Exercise requirements:
From the listing that follows, extract every line and set it down unaltered.

*-*-*

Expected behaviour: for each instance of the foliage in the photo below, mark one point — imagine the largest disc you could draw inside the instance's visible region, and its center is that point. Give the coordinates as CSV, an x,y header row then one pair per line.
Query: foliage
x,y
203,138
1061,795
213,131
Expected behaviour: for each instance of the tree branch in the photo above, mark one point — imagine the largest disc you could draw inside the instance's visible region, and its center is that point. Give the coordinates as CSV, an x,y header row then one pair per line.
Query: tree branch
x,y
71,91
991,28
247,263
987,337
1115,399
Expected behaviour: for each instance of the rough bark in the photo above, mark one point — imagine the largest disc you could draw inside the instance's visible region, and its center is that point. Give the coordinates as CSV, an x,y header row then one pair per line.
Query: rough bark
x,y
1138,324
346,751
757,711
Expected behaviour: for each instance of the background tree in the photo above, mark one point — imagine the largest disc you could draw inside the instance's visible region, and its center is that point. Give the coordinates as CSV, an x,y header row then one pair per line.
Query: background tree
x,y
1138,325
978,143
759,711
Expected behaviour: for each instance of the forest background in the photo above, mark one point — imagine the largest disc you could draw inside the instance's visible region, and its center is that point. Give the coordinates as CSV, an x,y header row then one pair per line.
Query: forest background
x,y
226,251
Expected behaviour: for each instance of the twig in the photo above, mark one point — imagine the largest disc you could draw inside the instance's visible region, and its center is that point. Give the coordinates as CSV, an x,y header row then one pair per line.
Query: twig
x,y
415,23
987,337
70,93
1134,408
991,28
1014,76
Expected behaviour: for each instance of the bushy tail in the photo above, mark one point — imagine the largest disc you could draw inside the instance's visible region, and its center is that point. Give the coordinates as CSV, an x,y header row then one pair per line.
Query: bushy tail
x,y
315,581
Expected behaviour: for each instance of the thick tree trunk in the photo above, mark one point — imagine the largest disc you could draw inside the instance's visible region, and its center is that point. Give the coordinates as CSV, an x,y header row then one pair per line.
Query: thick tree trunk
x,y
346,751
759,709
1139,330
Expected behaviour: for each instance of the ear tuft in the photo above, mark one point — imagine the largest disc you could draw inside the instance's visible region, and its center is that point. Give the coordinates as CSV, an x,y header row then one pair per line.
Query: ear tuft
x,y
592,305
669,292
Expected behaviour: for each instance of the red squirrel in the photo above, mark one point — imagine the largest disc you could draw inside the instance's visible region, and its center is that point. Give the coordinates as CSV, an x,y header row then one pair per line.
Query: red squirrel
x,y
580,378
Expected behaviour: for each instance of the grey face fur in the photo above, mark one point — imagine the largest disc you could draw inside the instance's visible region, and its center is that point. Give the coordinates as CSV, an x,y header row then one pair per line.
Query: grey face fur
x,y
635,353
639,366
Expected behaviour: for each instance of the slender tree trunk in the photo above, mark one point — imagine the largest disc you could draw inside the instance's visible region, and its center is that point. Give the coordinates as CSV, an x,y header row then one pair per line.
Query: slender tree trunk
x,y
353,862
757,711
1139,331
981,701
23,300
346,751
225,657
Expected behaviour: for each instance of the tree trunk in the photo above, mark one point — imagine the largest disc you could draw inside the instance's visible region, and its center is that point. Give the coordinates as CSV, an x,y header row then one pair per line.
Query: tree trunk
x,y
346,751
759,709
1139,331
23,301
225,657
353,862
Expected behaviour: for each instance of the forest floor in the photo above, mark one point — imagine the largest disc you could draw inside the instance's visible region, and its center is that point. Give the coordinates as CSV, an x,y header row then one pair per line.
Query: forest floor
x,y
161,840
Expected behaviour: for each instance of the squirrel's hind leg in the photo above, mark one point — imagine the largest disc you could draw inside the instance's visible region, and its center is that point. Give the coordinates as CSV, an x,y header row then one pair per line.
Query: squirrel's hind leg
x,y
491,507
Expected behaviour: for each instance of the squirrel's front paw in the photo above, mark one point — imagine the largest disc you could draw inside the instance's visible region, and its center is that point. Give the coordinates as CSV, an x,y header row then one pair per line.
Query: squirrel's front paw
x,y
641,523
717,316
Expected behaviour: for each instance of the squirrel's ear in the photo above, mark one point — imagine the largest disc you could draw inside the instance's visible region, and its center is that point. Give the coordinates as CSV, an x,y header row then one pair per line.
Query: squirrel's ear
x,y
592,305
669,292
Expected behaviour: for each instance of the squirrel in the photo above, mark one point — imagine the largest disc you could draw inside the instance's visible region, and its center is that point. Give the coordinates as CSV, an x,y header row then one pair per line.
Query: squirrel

*-*-*

Task solution:
Expected behaviour: for each instance of the foliage in the photo below, mark one point — imagine the largest disc you could draw inside the instance's visible region, and its center is that point. Give the coordinates as CSV, an x,y header row then one pair per line.
Query: foliage
x,y
203,138
1061,795
213,131
Expected behaviour: for each instance of the tree branch in the photo above, mark one point — imagine the largest disc you could draw inside the instance's visible region, and its center is that point. Give the coordinates as CSV, an x,y header row then one pair per line.
Query: tree branch
x,y
71,91
991,28
247,263
987,337
1115,399
Expected behaviour: for each instance of the rough bark in the photo above, mark one point — imagine the largest disc you could draw inside the instance's visible region, and its center is that point. Give the coordinates as CSV, an x,y header row then one pair per line.
Query: rough bark
x,y
1138,324
346,751
757,711
Expected behaviour: for each instance of the background tree in the photo above, mark one point — imagine the largest disc you could draw inside the instance's visible region, and its center is that point. Give the coordinates as CSV, an x,y header row then one pair per line.
Query: background tree
x,y
1138,325
978,143
759,711
Expected behaviour: for each instance of the forest background in the photo above, mark one point — imagine the largest disc you could draw inside the instance's visible region, and its center is that point. Give the coordinates as CSV, an x,y header row then one pair per line.
Query: forest background
x,y
226,251
Expected behaviour: for each instance of the twig in the photo above, mark one point — imagine the largest disc you could draw inside the instance's visible region, and its center is that point. Give the coordinates as CSV, an x,y header row then one pair per line.
Query: twig
x,y
415,23
987,337
70,93
1134,408
991,28
1014,76
Expected behaviour: for each instance of the bushy tail in the photo above, mark one point — imagine the largest disc you could draw inside the instance's visible region, and its center is that point. Give the coordinates as CSV, an x,y header row then one pair per line.
Query: bushy tail
x,y
315,581
Expected behaviour: for each instance of the thick tree trunk in the photo above, mark one point — imagine the largest disc you could draw inside the instance's visible region, and its center is that point. Give the coordinates as CSV, an x,y header row then one pair per line.
Query: thick tree trunk
x,y
346,751
759,709
1139,330
Expected behaviour: for each instance of the ear tuft in the photo above, mark one point — imagine the largest disc you could draw inside the instance's visible region, and its center is that point. Give the coordinates as CSV, an x,y header row then one pair per line.
Query: ear tuft
x,y
592,305
669,292
Expected behaviour: for each instance of the red squirrel in the photo above, mark one point — imagine the largest disc you could draw inside the instance's visible region, and its center is that point. Give the coordinates as CSV, an x,y header row then one pair per line.
Query: red squirrel
x,y
580,378
Expected behaviour: for each instance of the grey face fur in the photo above, mark one point — imagine the largest disc you could draw inside the instance's visible region, and its center is that point. Give the coordinates as CSV, an x,y header row then one pair per line.
Query: grey face fur
x,y
635,353
639,366
Expected behaviour: for each instance of the slender tree trunk in the photo above, mark one point — imagine the largest disc you could draw inside the instance's visible region, and its center is that point. Give the coordinates as CSV, an x,y header row then one pair per line.
Query: slender tree trunk
x,y
353,862
757,711
1139,331
981,701
23,300
346,751
225,657
Expected behaviour: for each instance of the tree trunk in the photo above, mark one point — imagine the largest disc you could draw inside the instance's visible region, and its center is that point. Give the coordinates as CSV, an x,y header row then one pair per line.
Query: tree trunk
x,y
346,751
759,709
1139,331
23,301
225,657
353,862
Expected behaviour: for each instance of the forest floor in the photo above, mark one point — imagine the largest disc you could draw inside the instance's visible region, and its center is that point. Give the coordinates as CSV, an x,y header row then one pair per line.
Query: forest floor
x,y
161,840
Expected behaviour: for each instance of the squirrel's hind leg in the photo above, mark one point — imagine the largest disc you could draw inside the instance's visible region, and its center is that point. Give the coordinates as CSV, an x,y header row then one pair per line.
Query: squirrel's hind leg
x,y
491,507
Expected behaviour: for each instance of the squirrel's front paw in the photo above, mark one point — imagine the largest disc you could draw inside the instance's visible region, and its center is that point. Give the coordinates as CSV, an x,y header row then one pair per line.
Query: squirrel's front paw
x,y
641,523
717,316
Expected behaviour: for each instance of the squirrel's ear in the photo above, mark one point — imagine the largest disc you could draw inside the instance's visible region, and its center is that point. Give the coordinates as CSV, an x,y header row then one pair per line.
Query: squirrel's ear
x,y
592,305
669,292
Expected behaviour: for each instance of the squirrel in the photo above, mark one point — imagine the largest disc you could draw inside the instance's visible region, and its center is that point. Give the coordinates as CSV, an x,y header row then one pair per line.
Query: squirrel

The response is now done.